» **Extract**
++++++++

Bill Hawks, a former Hernando farmer, state senator and one-time
Republican candidate for lieutenant governor and, later, a U.S.
undersecretary of agriculture for President George W. Bush, and Philip
Whitehead, a Booneville attorney and investor, were in the 30-member
Mississippi delegation marketing state agriculture.

Hawks is a partner in a Washington firm that stands to profit in
representing private interests, and Whitehead is an investor in
Tishomingo Products Co., which also could profit from agri-business trade.

The delegation was not an official, state-backed group. A spokesman for
Mississippi's Department of Agriculture and Commerce said it had no role
in the trip, and neither did the private-sector Catfish Institute, which
generally represents the catfish industry.

The larger trade group in Cuba included a bipartisan group of five
congressmen, who made the trip without prior announcement. The group
also included agriculture officials of some other southeastern states.

Whitehead said Mississippi farmers and forest products industries stand
to reap a huge cash harvest in direct sales to the official Cuban
export-import company, with payments backed by the full faith and credit
of the Cuban government.

++++++++

» **Material**
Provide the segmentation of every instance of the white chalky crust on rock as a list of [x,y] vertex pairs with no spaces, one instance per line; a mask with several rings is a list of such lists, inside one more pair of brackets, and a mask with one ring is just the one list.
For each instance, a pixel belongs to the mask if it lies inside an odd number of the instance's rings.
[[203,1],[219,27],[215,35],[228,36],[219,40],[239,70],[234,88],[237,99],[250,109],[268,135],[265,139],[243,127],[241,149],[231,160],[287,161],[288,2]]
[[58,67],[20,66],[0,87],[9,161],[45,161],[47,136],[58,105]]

++++++++

» **Directions**
According to the article on the Mississippi delegation to Cuba, why could Bill Hawks and Philip Whitehead each stand to gain from the agriculture trade? Answer in one to three sentences.

» **Exercise output**
Hawks is a partner in a Washington firm that stands to profit from representing private interests. Whitehead is an investor in Tishomingo Products Co., which could also profit from agri-business trade.